_Exercise details_
When you repeat the material, keep each line exact and omit the pictures.

------------------------------------------------------------------------

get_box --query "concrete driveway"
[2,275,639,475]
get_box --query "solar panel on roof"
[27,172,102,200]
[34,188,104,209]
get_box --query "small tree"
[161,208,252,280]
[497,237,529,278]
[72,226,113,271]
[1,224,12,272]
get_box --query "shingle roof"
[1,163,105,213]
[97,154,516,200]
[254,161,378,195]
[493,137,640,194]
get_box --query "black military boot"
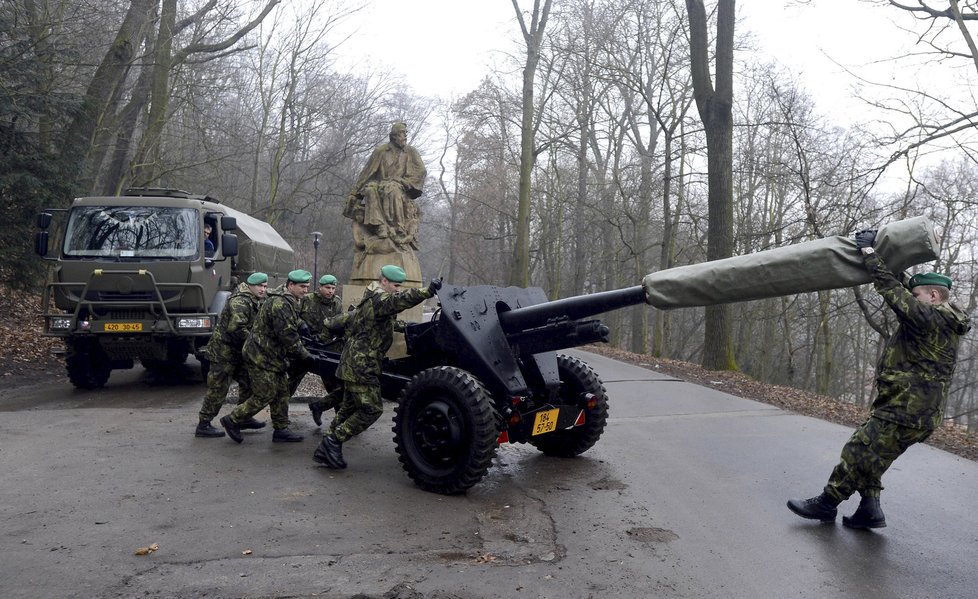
[272,428,304,443]
[313,434,347,469]
[238,417,267,430]
[842,495,886,529]
[195,421,225,438]
[309,401,325,427]
[220,415,243,444]
[787,493,840,522]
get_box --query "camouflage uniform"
[300,292,344,335]
[327,283,432,442]
[197,282,261,422]
[294,291,345,413]
[824,252,971,501]
[227,284,312,430]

------------------------------------------------------------------------

_Answer box_
get_box --query "concrete driveway"
[2,275,639,475]
get_box --query "solar panel on roof"
[27,172,102,200]
[34,188,104,209]
get_box --query "small tree"
[161,208,252,280]
[497,237,529,278]
[72,226,113,271]
[1,224,12,272]
get_box --query "shingle roof"
[1,163,105,213]
[97,154,516,200]
[254,161,378,195]
[493,137,640,194]
get_box --query "black military boot"
[272,428,304,443]
[313,434,347,469]
[238,417,267,430]
[842,495,886,529]
[195,421,225,438]
[309,401,325,427]
[220,415,243,444]
[787,493,840,522]
get_box --query "camouflage uniform"
[300,292,344,335]
[327,283,432,442]
[197,282,261,422]
[294,291,345,413]
[824,252,971,501]
[227,284,312,430]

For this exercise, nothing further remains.